### Items from a pointing dataset

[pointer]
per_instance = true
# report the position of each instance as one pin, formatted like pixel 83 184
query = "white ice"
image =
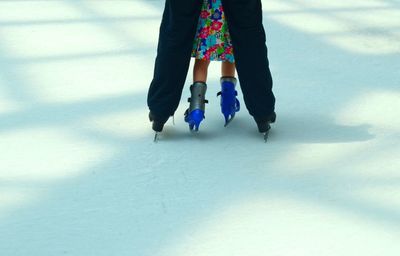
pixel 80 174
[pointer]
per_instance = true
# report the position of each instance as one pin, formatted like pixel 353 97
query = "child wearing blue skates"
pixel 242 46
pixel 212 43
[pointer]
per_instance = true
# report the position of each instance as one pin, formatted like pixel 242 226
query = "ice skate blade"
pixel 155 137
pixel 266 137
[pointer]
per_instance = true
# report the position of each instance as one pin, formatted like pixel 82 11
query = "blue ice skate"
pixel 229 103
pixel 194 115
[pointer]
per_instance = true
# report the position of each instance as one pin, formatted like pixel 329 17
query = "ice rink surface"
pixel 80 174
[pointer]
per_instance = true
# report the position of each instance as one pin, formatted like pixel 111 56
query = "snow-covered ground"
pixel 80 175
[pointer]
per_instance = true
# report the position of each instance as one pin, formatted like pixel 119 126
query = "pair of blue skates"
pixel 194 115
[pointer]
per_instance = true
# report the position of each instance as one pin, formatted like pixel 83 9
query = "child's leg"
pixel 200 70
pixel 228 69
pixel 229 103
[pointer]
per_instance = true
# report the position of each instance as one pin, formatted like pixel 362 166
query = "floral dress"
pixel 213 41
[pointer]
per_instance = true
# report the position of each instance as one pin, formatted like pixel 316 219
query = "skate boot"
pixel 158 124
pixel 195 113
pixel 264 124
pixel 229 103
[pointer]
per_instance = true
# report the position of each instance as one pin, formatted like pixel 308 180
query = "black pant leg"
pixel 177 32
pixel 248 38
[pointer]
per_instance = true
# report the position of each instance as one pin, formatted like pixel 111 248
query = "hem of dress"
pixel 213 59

### TASK STATEMENT
Could you format the items above as a Markdown table with the columns "No." and "Line," numbering each line and skipping blank lines? Leave the pictures out of your answer.

### FINAL RESULT
| No. | Line |
|---|---|
| 1 | [pointer] |
| 2 | per_instance = true |
| 3 | # report the position of each instance as one pin, formatted like pixel 83 184 |
| 4 | query = "white ice" |
| 5 | image = |
| 6 | pixel 80 174 |
| 7 | [pointer] |
| 8 | per_instance = true |
| 9 | # report the position of each instance as one pin, formatted like pixel 353 97 |
| 10 | query = "child wearing blue skates" |
| 11 | pixel 242 46 |
| 12 | pixel 212 43 |
| 13 | [pointer] |
| 14 | per_instance = true |
| 15 | # report the position of each instance as one pin, formatted like pixel 242 226 |
| 16 | query = "ice skate blade" |
| 17 | pixel 155 137 |
| 18 | pixel 266 137 |
| 19 | [pointer] |
| 20 | per_instance = true |
| 21 | # report the position of each instance as one pin, formatted like pixel 82 11 |
| 22 | query = "blue ice skate" |
| 23 | pixel 229 103 |
| 24 | pixel 194 115 |
| 25 | [pointer] |
| 26 | per_instance = true |
| 27 | # report the position of each instance as one pin, formatted like pixel 329 17 |
| 28 | query = "ice rink surface" |
| 29 | pixel 80 174 |
| 30 | [pointer] |
| 31 | per_instance = true |
| 32 | # report the position of each instance as one pin, formatted like pixel 111 56 |
| 33 | query = "snow-covered ground" |
| 34 | pixel 80 175 |
| 35 | [pointer] |
| 36 | per_instance = true |
| 37 | # report the position of each instance as one pin, formatted like pixel 119 126 |
| 38 | query = "pair of blue skates" |
| 39 | pixel 194 115 |
| 40 | [pointer] |
| 41 | per_instance = true |
| 42 | # report the position of each instance as one pin, formatted like pixel 83 9 |
| 43 | query = "child's leg" |
| 44 | pixel 200 70 |
| 45 | pixel 228 69 |
| 46 | pixel 229 103 |
| 47 | [pointer] |
| 48 | per_instance = true |
| 49 | # report the position of each instance as one pin, formatted like pixel 362 166 |
| 50 | query = "floral dress" |
| 51 | pixel 213 41 |
| 52 | [pointer] |
| 53 | per_instance = true |
| 54 | # report the position of each instance as one pin, formatted like pixel 316 219 |
| 55 | query = "skate boot" |
| 56 | pixel 158 124 |
| 57 | pixel 195 113 |
| 58 | pixel 264 124 |
| 59 | pixel 229 103 |
| 60 | [pointer] |
| 61 | per_instance = true |
| 62 | # report the position of each instance as one pin, formatted like pixel 308 180 |
| 63 | query = "black pant leg" |
| 64 | pixel 177 32 |
| 65 | pixel 248 38 |
| 66 | [pointer] |
| 67 | per_instance = true |
| 68 | # report the position of each instance as one pin, formatted like pixel 111 248 |
| 69 | query = "hem of dress" |
| 70 | pixel 213 59 |